*SOURCE DOCUMENT*:
--

In the contract talks, the unions also opposed railroad proposals to cut train crews down from two people to one.  Union officials tell the AP they don’t want to strike but they appear ready to act if it does come to that. The Brotherhood of Locomotive Engineers and Trainmen said that more then 99% of its members voted to authorize the union to go on strike if a deal can’t be reached.

Biden administration gets involved in strike

A White House official said President Joe Biden and members of his cabinet were in touch with the unions and railroads Monday as part of their efforts to avert a strike. And for the second time in the past week, Labor Secretary Marty Walsh sat down at the negotiating table Sunday to urge the parties to reach a deal. Walsh postponed a planned to trip to Ireland this week to remain close to the talks.

--

*JOB A*: According to the rail strike article, what share of the Brotherhood of Locomotive Engineers and Trainmen's members voted to authorize a strike?
The rail strike article and the rows come from separate, unrelated sources.

--

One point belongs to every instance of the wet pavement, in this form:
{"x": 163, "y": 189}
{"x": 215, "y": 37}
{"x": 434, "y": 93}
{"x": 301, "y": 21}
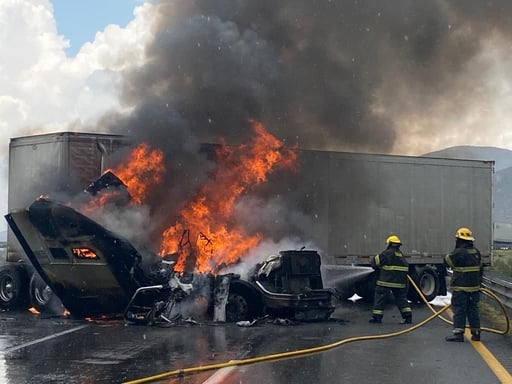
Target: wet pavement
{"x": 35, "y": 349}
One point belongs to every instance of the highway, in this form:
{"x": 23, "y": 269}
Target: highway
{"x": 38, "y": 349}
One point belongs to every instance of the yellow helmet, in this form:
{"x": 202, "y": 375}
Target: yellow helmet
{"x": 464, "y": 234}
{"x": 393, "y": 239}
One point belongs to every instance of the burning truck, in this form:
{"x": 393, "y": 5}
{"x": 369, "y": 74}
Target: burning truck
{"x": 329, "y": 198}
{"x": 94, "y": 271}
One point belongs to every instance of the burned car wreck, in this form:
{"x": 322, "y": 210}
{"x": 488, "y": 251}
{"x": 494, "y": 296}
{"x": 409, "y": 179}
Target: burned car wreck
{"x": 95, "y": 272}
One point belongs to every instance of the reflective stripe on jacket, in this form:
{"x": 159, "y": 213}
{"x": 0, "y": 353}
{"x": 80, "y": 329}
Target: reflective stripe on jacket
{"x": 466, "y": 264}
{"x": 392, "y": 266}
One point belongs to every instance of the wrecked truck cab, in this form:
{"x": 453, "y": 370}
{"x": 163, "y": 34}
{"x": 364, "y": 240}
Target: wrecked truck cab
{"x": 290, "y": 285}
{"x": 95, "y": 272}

--

*JOB B*: Please extract the rows, unchanged, from the line with "One point belongs to every instance of the burned" up to and including the last line of the rows.

*OUTPUT A*: More than 99%.

*OUTPUT B*:
One point belongs to every instance of the burned car wreck, in this form:
{"x": 322, "y": 210}
{"x": 488, "y": 251}
{"x": 494, "y": 296}
{"x": 409, "y": 179}
Target: burned car wreck
{"x": 95, "y": 272}
One point belongs to every instance of the reflective stripe on jacket, in this form:
{"x": 159, "y": 213}
{"x": 0, "y": 353}
{"x": 80, "y": 329}
Target: reflective stripe on jacket
{"x": 466, "y": 264}
{"x": 392, "y": 266}
One point belongs to every instance of the wrecked truck cab, in this form:
{"x": 453, "y": 370}
{"x": 163, "y": 34}
{"x": 364, "y": 240}
Target: wrecked truck cab
{"x": 290, "y": 285}
{"x": 95, "y": 272}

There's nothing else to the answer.